» **Records shown**
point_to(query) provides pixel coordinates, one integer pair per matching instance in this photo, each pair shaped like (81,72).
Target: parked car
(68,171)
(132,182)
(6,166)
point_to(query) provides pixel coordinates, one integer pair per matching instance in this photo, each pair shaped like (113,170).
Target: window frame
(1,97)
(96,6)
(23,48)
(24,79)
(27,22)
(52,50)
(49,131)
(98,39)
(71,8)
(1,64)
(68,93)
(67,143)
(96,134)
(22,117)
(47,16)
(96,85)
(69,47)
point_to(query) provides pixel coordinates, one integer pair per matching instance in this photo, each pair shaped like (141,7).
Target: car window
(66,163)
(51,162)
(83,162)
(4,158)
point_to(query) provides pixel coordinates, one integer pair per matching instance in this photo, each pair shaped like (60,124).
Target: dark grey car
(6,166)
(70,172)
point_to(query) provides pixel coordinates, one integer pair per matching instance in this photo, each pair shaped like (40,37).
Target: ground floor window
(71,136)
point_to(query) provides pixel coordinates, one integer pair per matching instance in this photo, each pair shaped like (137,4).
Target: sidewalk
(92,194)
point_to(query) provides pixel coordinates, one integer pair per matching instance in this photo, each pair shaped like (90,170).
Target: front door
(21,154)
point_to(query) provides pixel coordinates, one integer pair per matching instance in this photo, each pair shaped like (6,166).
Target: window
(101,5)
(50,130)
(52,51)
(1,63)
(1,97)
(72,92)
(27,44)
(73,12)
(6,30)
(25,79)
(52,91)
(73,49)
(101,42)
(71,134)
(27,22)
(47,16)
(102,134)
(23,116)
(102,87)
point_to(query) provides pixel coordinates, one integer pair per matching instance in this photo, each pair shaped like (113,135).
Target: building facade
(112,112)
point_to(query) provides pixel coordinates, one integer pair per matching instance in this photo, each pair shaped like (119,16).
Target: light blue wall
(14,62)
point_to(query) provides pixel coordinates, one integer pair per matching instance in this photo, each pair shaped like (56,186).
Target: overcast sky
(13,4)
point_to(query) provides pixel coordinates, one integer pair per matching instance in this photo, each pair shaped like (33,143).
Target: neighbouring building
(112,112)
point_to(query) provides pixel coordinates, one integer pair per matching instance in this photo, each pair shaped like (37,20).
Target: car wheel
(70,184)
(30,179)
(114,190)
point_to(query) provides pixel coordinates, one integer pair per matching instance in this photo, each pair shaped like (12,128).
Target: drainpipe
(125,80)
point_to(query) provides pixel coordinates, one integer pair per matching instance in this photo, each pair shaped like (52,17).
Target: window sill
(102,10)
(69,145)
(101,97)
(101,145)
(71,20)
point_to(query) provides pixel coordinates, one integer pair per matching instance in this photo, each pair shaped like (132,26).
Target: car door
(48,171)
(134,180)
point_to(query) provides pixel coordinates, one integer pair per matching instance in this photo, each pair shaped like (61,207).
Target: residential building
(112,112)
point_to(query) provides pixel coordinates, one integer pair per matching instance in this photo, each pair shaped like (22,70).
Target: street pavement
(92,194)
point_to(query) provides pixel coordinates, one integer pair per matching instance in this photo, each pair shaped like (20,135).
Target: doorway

» **Aim of the exercise**
Write out exactly the lines of the entries above that run from the line containing "shaped like (132,26)." through the last line, including both.

» **Written solution**
point_to(query) provides pixel coordinates, one integer pair per matching instance in this photo, each pair shaped like (132,26).
Target: car door
(48,171)
(134,180)
point_to(query) provides pixel coordinates, one integer pair per matching instance in this photo, each pair shaped like (61,207).
Target: residential building
(112,112)
point_to(query) provides pixel coordinates, one integer pair per matching instance in this photo, each pair shaped like (22,70).
Target: street pavement
(92,194)
point_to(query) provides pixel coordinates, one integer pair per matching instance in this photo, each pair shaped like (20,135).
Target: doorway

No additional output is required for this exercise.